EXERCISE GOAL: Set down every record below exactly as it stands, with the pictures omitted.

THE RECORDS:
⟨
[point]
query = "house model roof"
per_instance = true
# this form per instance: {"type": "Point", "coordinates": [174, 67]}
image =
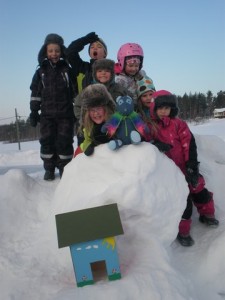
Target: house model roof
{"type": "Point", "coordinates": [88, 225]}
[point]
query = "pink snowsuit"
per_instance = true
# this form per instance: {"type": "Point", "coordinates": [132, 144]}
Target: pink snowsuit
{"type": "Point", "coordinates": [176, 132]}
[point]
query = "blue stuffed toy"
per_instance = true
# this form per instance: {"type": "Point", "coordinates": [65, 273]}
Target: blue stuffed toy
{"type": "Point", "coordinates": [125, 126]}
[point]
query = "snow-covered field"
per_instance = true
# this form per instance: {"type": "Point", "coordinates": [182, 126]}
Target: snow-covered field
{"type": "Point", "coordinates": [150, 192]}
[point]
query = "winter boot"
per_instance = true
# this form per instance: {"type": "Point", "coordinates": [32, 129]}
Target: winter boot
{"type": "Point", "coordinates": [210, 221]}
{"type": "Point", "coordinates": [49, 175]}
{"type": "Point", "coordinates": [185, 241]}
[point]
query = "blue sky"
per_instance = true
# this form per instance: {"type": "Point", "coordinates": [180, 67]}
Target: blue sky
{"type": "Point", "coordinates": [183, 41]}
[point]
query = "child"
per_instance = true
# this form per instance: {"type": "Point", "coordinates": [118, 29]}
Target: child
{"type": "Point", "coordinates": [145, 89]}
{"type": "Point", "coordinates": [97, 107]}
{"type": "Point", "coordinates": [82, 69]}
{"type": "Point", "coordinates": [130, 60]}
{"type": "Point", "coordinates": [174, 131]}
{"type": "Point", "coordinates": [52, 93]}
{"type": "Point", "coordinates": [103, 72]}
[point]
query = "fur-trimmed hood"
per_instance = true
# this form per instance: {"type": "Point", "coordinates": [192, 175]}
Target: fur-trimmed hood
{"type": "Point", "coordinates": [51, 38]}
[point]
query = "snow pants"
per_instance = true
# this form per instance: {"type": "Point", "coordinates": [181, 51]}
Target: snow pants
{"type": "Point", "coordinates": [56, 139]}
{"type": "Point", "coordinates": [203, 201]}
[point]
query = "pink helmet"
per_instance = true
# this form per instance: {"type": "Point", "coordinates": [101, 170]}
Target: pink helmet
{"type": "Point", "coordinates": [129, 49]}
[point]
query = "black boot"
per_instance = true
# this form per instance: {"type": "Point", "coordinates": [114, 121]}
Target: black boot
{"type": "Point", "coordinates": [209, 221]}
{"type": "Point", "coordinates": [49, 175]}
{"type": "Point", "coordinates": [185, 241]}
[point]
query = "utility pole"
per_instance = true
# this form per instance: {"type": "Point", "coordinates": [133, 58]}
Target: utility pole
{"type": "Point", "coordinates": [17, 129]}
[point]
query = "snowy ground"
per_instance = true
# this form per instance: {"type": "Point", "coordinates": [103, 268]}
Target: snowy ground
{"type": "Point", "coordinates": [150, 192]}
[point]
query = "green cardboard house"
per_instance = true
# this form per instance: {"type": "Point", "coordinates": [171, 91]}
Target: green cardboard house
{"type": "Point", "coordinates": [90, 234]}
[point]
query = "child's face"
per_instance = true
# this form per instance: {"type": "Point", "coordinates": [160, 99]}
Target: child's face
{"type": "Point", "coordinates": [97, 51]}
{"type": "Point", "coordinates": [97, 114]}
{"type": "Point", "coordinates": [53, 52]}
{"type": "Point", "coordinates": [103, 75]}
{"type": "Point", "coordinates": [131, 68]}
{"type": "Point", "coordinates": [146, 98]}
{"type": "Point", "coordinates": [163, 111]}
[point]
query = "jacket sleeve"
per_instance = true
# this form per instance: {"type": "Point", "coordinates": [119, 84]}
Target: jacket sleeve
{"type": "Point", "coordinates": [36, 90]}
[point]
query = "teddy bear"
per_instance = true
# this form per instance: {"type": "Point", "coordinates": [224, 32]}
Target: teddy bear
{"type": "Point", "coordinates": [125, 126]}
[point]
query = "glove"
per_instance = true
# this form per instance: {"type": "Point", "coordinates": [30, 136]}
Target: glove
{"type": "Point", "coordinates": [90, 150]}
{"type": "Point", "coordinates": [163, 147]}
{"type": "Point", "coordinates": [34, 118]}
{"type": "Point", "coordinates": [192, 173]}
{"type": "Point", "coordinates": [91, 38]}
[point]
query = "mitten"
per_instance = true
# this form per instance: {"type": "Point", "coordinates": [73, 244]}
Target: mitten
{"type": "Point", "coordinates": [192, 172]}
{"type": "Point", "coordinates": [163, 147]}
{"type": "Point", "coordinates": [91, 38]}
{"type": "Point", "coordinates": [90, 150]}
{"type": "Point", "coordinates": [34, 118]}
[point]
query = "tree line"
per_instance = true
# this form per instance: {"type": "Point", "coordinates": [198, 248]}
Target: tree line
{"type": "Point", "coordinates": [192, 107]}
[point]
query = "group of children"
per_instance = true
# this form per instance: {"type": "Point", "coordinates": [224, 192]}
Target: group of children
{"type": "Point", "coordinates": [71, 93]}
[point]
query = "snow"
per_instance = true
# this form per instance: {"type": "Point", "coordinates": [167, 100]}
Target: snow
{"type": "Point", "coordinates": [151, 195]}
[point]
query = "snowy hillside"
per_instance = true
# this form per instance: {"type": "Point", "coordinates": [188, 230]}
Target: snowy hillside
{"type": "Point", "coordinates": [151, 195]}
⟩
ANSWER FOR THIS EXERCISE:
[point]
query = "house model roof"
per_instance = true
# this form per instance: {"type": "Point", "coordinates": [174, 67]}
image =
Target: house model roof
{"type": "Point", "coordinates": [88, 225]}
[point]
query = "pink snowsuit"
per_instance = true
# this form per instance: {"type": "Point", "coordinates": [132, 144]}
Target: pink snowsuit
{"type": "Point", "coordinates": [176, 132]}
[point]
query = "blue stuffed toy"
per_instance = true
# this form per instance: {"type": "Point", "coordinates": [65, 273]}
Target: blue stuffed toy
{"type": "Point", "coordinates": [125, 126]}
[point]
query = "snow-covered field"
per_instance = true
# this form per instance: {"type": "Point", "coordinates": [182, 126]}
Target: snow-covered field
{"type": "Point", "coordinates": [150, 192]}
[point]
query = "winter boot"
per_instance = true
# this form per instance: {"type": "Point", "coordinates": [32, 129]}
Target: winter boot
{"type": "Point", "coordinates": [210, 221]}
{"type": "Point", "coordinates": [49, 175]}
{"type": "Point", "coordinates": [185, 241]}
[point]
query = "blue sky"
per_instance = true
# this form per instance: {"type": "Point", "coordinates": [180, 67]}
Target: blue sky
{"type": "Point", "coordinates": [183, 41]}
[point]
query = "child"
per_instance = true
# this form per instance: {"type": "Point", "coordinates": [118, 29]}
Target: child
{"type": "Point", "coordinates": [145, 89]}
{"type": "Point", "coordinates": [97, 107]}
{"type": "Point", "coordinates": [82, 69]}
{"type": "Point", "coordinates": [130, 60]}
{"type": "Point", "coordinates": [174, 131]}
{"type": "Point", "coordinates": [52, 93]}
{"type": "Point", "coordinates": [103, 72]}
[point]
query = "fur-trimmed hood"
per_instance = true
# this form per instance: {"type": "Point", "coordinates": [192, 175]}
Target: fur-trimmed hood
{"type": "Point", "coordinates": [51, 38]}
[point]
query = "snow pants"
per_instance = true
# this form per instance: {"type": "Point", "coordinates": [181, 51]}
Target: snow pants
{"type": "Point", "coordinates": [56, 139]}
{"type": "Point", "coordinates": [203, 201]}
[point]
query = "pink helmet"
per_instance = true
# this form per instance: {"type": "Point", "coordinates": [101, 170]}
Target: pink helmet
{"type": "Point", "coordinates": [129, 49]}
[point]
query = "black boot"
per_instance = true
# this form per instance: {"type": "Point", "coordinates": [114, 121]}
Target: black boot
{"type": "Point", "coordinates": [209, 221]}
{"type": "Point", "coordinates": [49, 175]}
{"type": "Point", "coordinates": [185, 241]}
[point]
query = "utility pole"
per_instance = true
# this form per instance: {"type": "Point", "coordinates": [133, 58]}
Target: utility pole
{"type": "Point", "coordinates": [17, 129]}
[point]
query = "snowy ground"
per_instance = true
# this form per instance: {"type": "Point", "coordinates": [103, 268]}
Target: snowy ground
{"type": "Point", "coordinates": [150, 192]}
[point]
query = "green cardboard house"
per_instance = true
# this form per instance: {"type": "Point", "coordinates": [171, 91]}
Target: green cardboard house
{"type": "Point", "coordinates": [90, 234]}
[point]
query = "child's face"
per_instance = true
# this form per instance: {"type": "Point", "coordinates": [160, 99]}
Target: child's face
{"type": "Point", "coordinates": [97, 51]}
{"type": "Point", "coordinates": [97, 114]}
{"type": "Point", "coordinates": [53, 52]}
{"type": "Point", "coordinates": [103, 75]}
{"type": "Point", "coordinates": [131, 68]}
{"type": "Point", "coordinates": [146, 98]}
{"type": "Point", "coordinates": [163, 111]}
[point]
query = "jacket sleeve"
per_instance = true
# this form per instance: {"type": "Point", "coordinates": [119, 84]}
Target: jacket sleeve
{"type": "Point", "coordinates": [36, 90]}
[point]
query = "teddy bear"
per_instance = true
# this form per instance: {"type": "Point", "coordinates": [224, 32]}
Target: teddy bear
{"type": "Point", "coordinates": [125, 126]}
[point]
query = "glove"
per_instance = true
# this form per instance: {"type": "Point", "coordinates": [30, 136]}
Target: glove
{"type": "Point", "coordinates": [90, 150]}
{"type": "Point", "coordinates": [163, 147]}
{"type": "Point", "coordinates": [34, 118]}
{"type": "Point", "coordinates": [192, 173]}
{"type": "Point", "coordinates": [91, 38]}
[point]
query = "mitten"
per_instance = true
# this form per instance: {"type": "Point", "coordinates": [73, 244]}
Target: mitten
{"type": "Point", "coordinates": [192, 172]}
{"type": "Point", "coordinates": [163, 147]}
{"type": "Point", "coordinates": [91, 38]}
{"type": "Point", "coordinates": [90, 150]}
{"type": "Point", "coordinates": [34, 118]}
[point]
query = "tree line"
per_instance = true
# this form per instance: {"type": "Point", "coordinates": [198, 248]}
Target: tree line
{"type": "Point", "coordinates": [192, 107]}
[point]
query = "group of children"
per_instance = true
# this form per instance: {"type": "Point", "coordinates": [224, 192]}
Target: group of children
{"type": "Point", "coordinates": [71, 93]}
[point]
query = "snow"
per_instance = true
# this form per instance: {"type": "Point", "coordinates": [167, 100]}
Target: snow
{"type": "Point", "coordinates": [151, 195]}
[point]
query = "snowy hillside"
per_instance = true
# this form per instance: {"type": "Point", "coordinates": [188, 230]}
Target: snowy hillside
{"type": "Point", "coordinates": [151, 195]}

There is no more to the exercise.